----- EXTRACTED RECORDS

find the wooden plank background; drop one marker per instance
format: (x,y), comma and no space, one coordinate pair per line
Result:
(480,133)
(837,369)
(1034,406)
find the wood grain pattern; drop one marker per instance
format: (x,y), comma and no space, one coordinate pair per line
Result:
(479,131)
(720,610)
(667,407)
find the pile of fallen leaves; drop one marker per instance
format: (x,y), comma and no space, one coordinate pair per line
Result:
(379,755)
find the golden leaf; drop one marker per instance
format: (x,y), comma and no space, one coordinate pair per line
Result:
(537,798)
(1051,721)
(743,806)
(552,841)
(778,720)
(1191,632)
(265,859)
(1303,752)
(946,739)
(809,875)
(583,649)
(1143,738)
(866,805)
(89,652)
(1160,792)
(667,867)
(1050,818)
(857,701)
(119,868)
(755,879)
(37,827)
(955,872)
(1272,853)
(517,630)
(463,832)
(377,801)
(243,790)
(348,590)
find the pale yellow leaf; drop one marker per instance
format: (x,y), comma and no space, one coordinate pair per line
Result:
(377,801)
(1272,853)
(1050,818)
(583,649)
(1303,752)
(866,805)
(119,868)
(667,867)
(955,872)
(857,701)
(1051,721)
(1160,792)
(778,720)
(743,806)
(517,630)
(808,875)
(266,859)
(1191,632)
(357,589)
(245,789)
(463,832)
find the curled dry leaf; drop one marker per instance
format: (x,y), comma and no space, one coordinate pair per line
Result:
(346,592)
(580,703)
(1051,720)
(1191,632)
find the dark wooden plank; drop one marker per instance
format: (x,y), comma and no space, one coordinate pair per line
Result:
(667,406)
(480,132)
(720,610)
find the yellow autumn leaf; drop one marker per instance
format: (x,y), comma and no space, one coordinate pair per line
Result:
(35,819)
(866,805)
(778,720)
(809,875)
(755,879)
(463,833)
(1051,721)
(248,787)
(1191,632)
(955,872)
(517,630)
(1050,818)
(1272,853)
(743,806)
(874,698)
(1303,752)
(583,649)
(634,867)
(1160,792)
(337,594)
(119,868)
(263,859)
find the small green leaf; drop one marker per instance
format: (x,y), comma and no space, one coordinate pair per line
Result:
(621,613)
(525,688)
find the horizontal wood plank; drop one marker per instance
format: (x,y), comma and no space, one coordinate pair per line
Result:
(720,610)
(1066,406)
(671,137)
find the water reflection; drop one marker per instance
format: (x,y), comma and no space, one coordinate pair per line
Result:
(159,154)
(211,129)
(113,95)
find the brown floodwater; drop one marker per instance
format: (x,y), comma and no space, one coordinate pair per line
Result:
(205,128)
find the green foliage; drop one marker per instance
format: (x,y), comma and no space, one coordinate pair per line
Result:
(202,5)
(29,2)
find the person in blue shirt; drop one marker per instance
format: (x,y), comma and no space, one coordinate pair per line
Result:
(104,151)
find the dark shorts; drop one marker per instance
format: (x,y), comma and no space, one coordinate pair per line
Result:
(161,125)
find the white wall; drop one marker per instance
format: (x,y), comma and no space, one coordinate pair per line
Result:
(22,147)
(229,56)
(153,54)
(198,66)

----------

→ PROBLEM DESCRIPTION:
Please reproduce the whole listing above line for line, changing nothing.

→ FINISHED TASK:
find the wooden plank background; drop one marker per instance
format: (x,y), comma and no space, one coordinate pair per line
Result:
(480,133)
(837,369)
(1034,406)
find the wood grain pattern; drop one marker per instance
format: (x,y), comma and no space, one coordinate pair per line
Result:
(479,131)
(720,610)
(667,407)
find the pile of fallen leaves; drop one marker per instance
format: (x,y), comma and no space, one coordinate pair per line
Result:
(379,755)
find the golden leaf; drop one marker per instance
format: (x,y), comma and no space, one coordinate pair per line
Result:
(537,798)
(1051,721)
(743,806)
(552,841)
(778,720)
(1191,632)
(265,859)
(1303,752)
(946,739)
(809,875)
(583,649)
(1143,738)
(866,805)
(89,652)
(1160,792)
(667,867)
(1050,818)
(857,701)
(119,868)
(755,879)
(37,827)
(955,872)
(1272,853)
(517,630)
(463,832)
(377,801)
(243,790)
(348,590)
find the pale yellow leaf; drop one marker per instance
format: (x,y), comma and no space, one coordinate pair per line
Result:
(377,801)
(1272,853)
(1050,818)
(583,649)
(1303,752)
(866,805)
(119,868)
(667,867)
(955,872)
(857,701)
(1051,721)
(1160,792)
(778,720)
(743,806)
(517,630)
(808,875)
(266,859)
(1191,632)
(357,589)
(245,789)
(463,832)
find the curled dry leaf; drop one marker per instance
format: (x,y), comma and no space, one coordinate pair per line
Result:
(346,592)
(580,703)
(1051,720)
(1191,632)
find the dark wooden plank; drop one marker per instance
format: (x,y), comma and no space, one coordinate pair per line
Result:
(667,406)
(480,132)
(720,610)
find the yellow autumn leaf; drop one marker per instance
format: (x,y), comma and no space, one coordinate pair per line
Result:
(35,819)
(866,805)
(778,720)
(809,875)
(755,879)
(463,833)
(1051,721)
(248,787)
(1191,632)
(955,872)
(517,630)
(1050,818)
(1272,853)
(743,806)
(874,698)
(1303,752)
(583,649)
(634,867)
(1160,792)
(337,594)
(119,868)
(263,859)
find the small green leaf; drop one marker per instance
format: (x,y), comma and no space, one coordinate pair per line
Result:
(621,613)
(525,688)
find the horizontal wood plank; drop one marker per instance
format: (x,y), comma and no space, one coordinate pair per line
Result:
(720,610)
(1066,406)
(671,137)
find the water reflection; drop one marker per instance
format: (x,y), comma and no space, one coordinate pair per line
Result:
(159,154)
(211,129)
(113,95)
find the brown floodwater; drop one marker per instance
format: (x,y), comma and no space, one coordinate pair per line
Result:
(205,128)
find the green foliage; drop one marker per instance
format: (x,y), comma and no space, one coordinate pair per line
Result:
(202,5)
(29,2)
find the person in blue shirt; drop one marker per instance
format: (x,y), comma and no space, one coordinate pair per line
Result:
(104,151)
find the dark shorts; drop one marker per instance
format: (x,y), comma and no space, one coordinate pair per line
Result:
(161,125)
find the white wall; drop one marker per instance
format: (x,y), comma and no space, one coordinate pair per line
Result:
(22,147)
(229,56)
(153,54)
(198,66)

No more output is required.